### WHAT THIS TASK INVOLVES
Write out all of the lines below, exactly and completely.

### RECORDED INFORMATION
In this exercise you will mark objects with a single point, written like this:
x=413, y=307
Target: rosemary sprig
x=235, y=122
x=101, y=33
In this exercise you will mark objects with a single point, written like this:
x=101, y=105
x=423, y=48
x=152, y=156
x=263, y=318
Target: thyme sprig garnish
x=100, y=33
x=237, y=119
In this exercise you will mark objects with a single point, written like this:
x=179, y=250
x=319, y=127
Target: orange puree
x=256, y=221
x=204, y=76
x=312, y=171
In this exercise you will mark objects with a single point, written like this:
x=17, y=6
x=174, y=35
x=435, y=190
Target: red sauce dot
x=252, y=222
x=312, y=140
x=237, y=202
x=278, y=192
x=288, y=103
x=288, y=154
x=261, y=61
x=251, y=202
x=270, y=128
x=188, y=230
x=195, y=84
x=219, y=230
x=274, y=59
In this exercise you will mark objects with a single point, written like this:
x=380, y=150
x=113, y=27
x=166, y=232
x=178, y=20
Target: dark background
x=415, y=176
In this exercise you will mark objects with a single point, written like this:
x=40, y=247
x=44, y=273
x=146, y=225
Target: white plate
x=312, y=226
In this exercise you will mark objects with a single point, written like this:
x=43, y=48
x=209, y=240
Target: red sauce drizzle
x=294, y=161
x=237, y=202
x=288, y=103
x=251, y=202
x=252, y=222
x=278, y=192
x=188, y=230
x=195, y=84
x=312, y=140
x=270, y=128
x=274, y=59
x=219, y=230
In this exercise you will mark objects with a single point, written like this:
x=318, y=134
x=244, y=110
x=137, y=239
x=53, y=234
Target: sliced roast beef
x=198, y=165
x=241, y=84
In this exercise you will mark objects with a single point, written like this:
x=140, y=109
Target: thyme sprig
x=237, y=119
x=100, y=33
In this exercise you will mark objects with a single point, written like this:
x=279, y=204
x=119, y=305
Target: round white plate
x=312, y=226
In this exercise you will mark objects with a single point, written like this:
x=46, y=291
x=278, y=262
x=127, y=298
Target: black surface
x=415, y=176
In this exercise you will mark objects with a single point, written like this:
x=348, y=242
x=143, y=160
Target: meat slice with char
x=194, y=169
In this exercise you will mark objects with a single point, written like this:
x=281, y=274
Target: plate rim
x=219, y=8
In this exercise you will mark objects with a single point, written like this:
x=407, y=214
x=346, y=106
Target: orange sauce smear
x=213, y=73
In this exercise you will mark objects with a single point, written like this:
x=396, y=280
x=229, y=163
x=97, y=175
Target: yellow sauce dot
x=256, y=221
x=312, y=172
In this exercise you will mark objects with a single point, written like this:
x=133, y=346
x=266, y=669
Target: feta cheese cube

### FINISHED TASK
In this exercise you will mark objects with a single point, written like this:
x=413, y=307
Target: rosemary sprig
x=235, y=122
x=101, y=33
In this exercise you will mark objects with a single point, written like this:
x=101, y=105
x=423, y=48
x=152, y=156
x=263, y=318
Target: thyme sprig garnish
x=100, y=33
x=237, y=119
In this exercise you will mark objects with a single point, written like this:
x=179, y=250
x=319, y=127
Target: orange puree
x=256, y=221
x=204, y=76
x=312, y=171
In this exercise you will mark objects with a single point, written like this:
x=17, y=6
x=174, y=35
x=435, y=190
Target: red sauce dot
x=252, y=222
x=312, y=140
x=237, y=202
x=278, y=192
x=288, y=103
x=288, y=154
x=261, y=61
x=251, y=202
x=270, y=128
x=188, y=230
x=195, y=84
x=219, y=230
x=274, y=59
In this exercise you will mark objects with a single point, written like this:
x=380, y=150
x=113, y=27
x=166, y=232
x=178, y=20
Target: dark background
x=415, y=176
In this exercise you will mark objects with a single point, written like this:
x=40, y=247
x=44, y=273
x=146, y=225
Target: white plate
x=312, y=226
In this exercise you will mark objects with a single point, written like this:
x=43, y=48
x=209, y=240
Target: red sauce drizzle
x=294, y=161
x=237, y=202
x=288, y=103
x=251, y=202
x=252, y=222
x=278, y=192
x=188, y=230
x=195, y=84
x=312, y=140
x=270, y=128
x=274, y=59
x=219, y=230
In this exercise you will mark objects with a single point, written like this:
x=318, y=134
x=244, y=110
x=137, y=239
x=53, y=234
Target: sliced roast beef
x=198, y=165
x=241, y=84
In this exercise you will mark objects with a single point, written like this:
x=140, y=109
Target: thyme sprig
x=237, y=119
x=100, y=33
In this exercise you will mark objects with a single point, written like this:
x=279, y=204
x=119, y=305
Target: round white plate
x=312, y=226
In this exercise you will mark objects with a single point, written like this:
x=46, y=291
x=278, y=262
x=127, y=298
Target: black surface
x=415, y=176
In this exercise you will mark objects with a single point, written like this:
x=348, y=242
x=143, y=160
Target: meat slice with char
x=194, y=169
In this exercise you will mark objects with a single point, written like this:
x=281, y=274
Target: plate rim
x=219, y=8
In this exercise you will mark objects with a single point, written like this:
x=407, y=214
x=346, y=106
Target: orange sauce smear
x=213, y=73
In this exercise you will mark objects with a single point, written like this:
x=396, y=280
x=229, y=163
x=97, y=175
Target: yellow sauce dot
x=256, y=221
x=312, y=172
In this exercise you will mark objects with a single point, written like this:
x=133, y=346
x=266, y=669
Target: feta cheese cube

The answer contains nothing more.